• [Requirements] Give every line of the items below as a Markdown table with two columns, Row and Line: Row holds a running number and Line holds the line itself. Skip blank lines, and leave the pictures out of the answer.

• [Data provided]
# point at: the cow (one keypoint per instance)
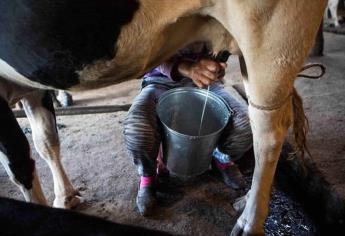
(84, 44)
(15, 150)
(335, 8)
(40, 220)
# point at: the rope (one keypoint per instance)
(311, 65)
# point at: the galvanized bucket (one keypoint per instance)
(185, 152)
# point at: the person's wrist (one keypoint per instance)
(184, 68)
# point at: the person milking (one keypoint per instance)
(190, 67)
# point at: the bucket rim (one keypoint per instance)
(200, 91)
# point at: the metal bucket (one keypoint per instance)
(185, 152)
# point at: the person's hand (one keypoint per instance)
(203, 72)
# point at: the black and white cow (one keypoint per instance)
(86, 44)
(19, 218)
(15, 150)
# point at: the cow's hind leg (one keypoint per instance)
(274, 51)
(39, 109)
(15, 156)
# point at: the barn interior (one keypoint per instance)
(304, 201)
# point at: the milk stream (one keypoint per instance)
(203, 111)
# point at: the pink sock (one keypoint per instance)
(146, 181)
(223, 166)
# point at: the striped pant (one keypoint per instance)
(143, 131)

• [Output for this task]
| Row | Line |
|---|---|
| 1 | # point at: the cow (one keypoint per instance) |
| 2 | (84, 44) |
| 3 | (15, 150) |
| 4 | (335, 8) |
| 5 | (40, 220) |
| 6 | # point at: the rope (one keypoint per instance) |
| 7 | (311, 65) |
| 8 | # point at: the galvanized bucket (one keypoint per instance) |
| 9 | (185, 152) |
| 10 | # point at: the person's wrist (one keypoint per instance) |
| 11 | (184, 68) |
| 12 | # point at: the person milking (one keypoint per instance) |
| 13 | (190, 67) |
| 14 | # point at: the bucket rim (one keypoint per instance) |
| 15 | (200, 91) |
| 16 | # point at: the metal bucket (one keypoint per instance) |
| 17 | (185, 152) |
| 18 | # point at: the person's hand (one keypoint per instance) |
| 19 | (203, 72) |
| 20 | # point at: the black and white cow (one keypoint per instance) |
| 21 | (86, 44) |
| 22 | (19, 218) |
| 23 | (15, 150) |
| 24 | # point at: the cow's hind leg (one keypoint per instance) |
| 25 | (274, 51) |
| 26 | (39, 109) |
| 27 | (15, 156) |
| 28 | # point at: the barn interior (one keypoint per instance) |
| 29 | (304, 201) |
| 30 | # point at: the milk stream (one keypoint per instance) |
| 31 | (203, 111) |
| 32 | # point at: the pink sock (one keypoint per instance) |
| 33 | (146, 181) |
| 34 | (223, 166) |
| 35 | # point at: the striped pant (one keypoint per instance) |
| 36 | (143, 131) |